People often combine alcohol and coffee, as if the effects of one can cancel out the other. This is a mistake. When you drink coffee while already drunk, you don’t become sober. Instead, you achieve a much more keen awareness of how incoherent you are. It’s called coffee-boarding and is outlawed by several international accords signed by everyone but the United States.
The relationship of coffee and alcohol to the truth is easily demonstrated by the degree to which various world religions have grappled with either or both. Islam banned alcohol, and Muslims became coffee addicts, as did fundamentalist Christians though their coffee is not nearly as good. AA meetings would be intolerable without coffee. The Mormons banned both coffee and alcohol, which is why they wound up in Utah, though somehow Coca-Cola escaped the ban despite its (post-cocaine) base in coffee’s essential force, caffeine. The Buddhists call for people to avoid intoxication by alcohol or stimulants, but they don’t make it inflexible. This sounds like a pretty good idea, except that it’s impossible, which is the point.
The Tea Lounge, Park Slope
repurposing an old garage, the Park Slope way
The photos for this post were taken in the Tea Lounge, a venerable institution in Brooklyn’s Park Slope, the neighborhood that everyone (else) in New York loves to hate, according to the local newspaper.
The original shop was located in the South Slope on 7th Avenue but had to close a while back due to increasing rents, leaving the larger Union Street shop (pictured here) as the flagship in the heart of the neighborhood. (Another Tea Lounge has opened in Cobble Hill, a couple nabes over on the other side of the Gowanus Canal.)
Every morning, it begins to fill up with freelancers of every type imaginable – writers, designers, editors, bloggers, people looking for jobs – who stay there all day sipping coffee and making the American economy what it is (hey, they’re telecommuting). One morning a week (which one has rotated over time) the place fills up with mommies and nannies and toddlers when Lloyd comes to sing for the kids. Those of us who’re working (including the staff) double down, shut our ears, and keep on working. The place features in Amy Sohn’s satirical send-up of (and not-entirely-ironic homage to) Park Slope mommyhood, Prospect Park West, as the “Teat Lounge,” so-called for the ubiquitous nursing of infants that goes on there to the soundtracks of Neil Young, Rolling Stones, Joni Mitchell, and the occasional contemporary indie-groove (think Jem).

INFORMATION PROVIDED:
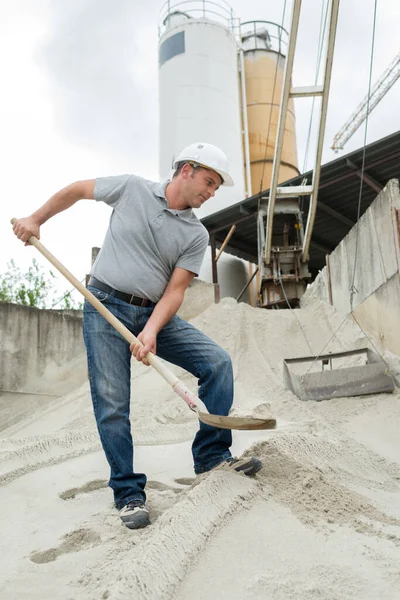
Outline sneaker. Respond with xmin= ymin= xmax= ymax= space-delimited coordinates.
xmin=119 ymin=500 xmax=150 ymax=529
xmin=222 ymin=456 xmax=262 ymax=477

TASK LIST:
**1.** Please decide whether each statement below agrees with the coffee and alcohol text above the lines. Answer yes or no for each, and quote the deciding words of the text.
(a) The Mormons banned both coffee and alcohol.
(b) The original Tea Lounge on 7th Avenue is still open.
(c) Amy Sohn's Prospect Park West calls the place the "Teat Lounge."
**2.** Carry on with the coffee and alcohol text, beginning after its last sentence.

SOLVED TASKS:
**1.**
(a) Yes: "The Mormons banned both coffee and alcohol"
(b) No: "had to close a while back due to increasing rents"
(c) Yes: "The place features in Amy Sohn’s satirical send-up of (and not-entirely-ironic homage to) Park Slope mommyhood, Prospect Park West, as the “Teat Lounge,”"

**2.**
Studious laptop users sat beside romancing couples and chatty friends and I have to say, between licking the whipped frosting off of my OREO cupcake and sipping a glass of Riesling, I was immediately at ease–especially when my friend bought me a second glass. So yes. Conclusively, I like Tea Lounge. Is it a perfect place to work? Eh. Maybe not. Is it a good place for a date or a drink with a friend? Definitely.
Notes and Credits
All photographs by the author.
Thomas Pynchon on coffee in Mason and Dixon (New York: Henry Holt, 1997) page 467 for the first quotation and 305 for the second. It’s an historical novel that follows the eighteenth century British astronomers Charles Mason and Jeremiah Dixon throughout their lives, from their early collaborations in England and South Africa through their pioneering work to survey the border between the Pennsylvania and Maryland colonies from 1763 to 1768. As novels go, it’s a wonderfully comic buddy film with a touching ending that reaches deep into the emotions surrounding friendship and fatherhood.
The London Coffee House lay in St. Paul’s churchyard, a crowded urban space steps from the cathedral, bustling with divinity students, booksellers, and instrument makers. The proximity to the divine hadn’t stopped the coffeehouse from becoming a gathering place for some of London’s most celebrated heretics, who may well have been drawn to the location for the sheer thrill exploring the limits of religious orthodoxy within shouting distance of England’s most formidable shrine. On alternating Thursdays, a gang of freethinkers – eventually dubbed “The Club of Honest Whigs” by one of its founding members, Benjamin Franklin – met at the coffeehouse, embarking each fortnight on a long, rambling session that has no exact equivalent in modern scientific culture.
It no doubt would be interesting for Mr. Johnson to survey the clientele at the Tea Lounge and find out what revolutions are brewing for the near future here.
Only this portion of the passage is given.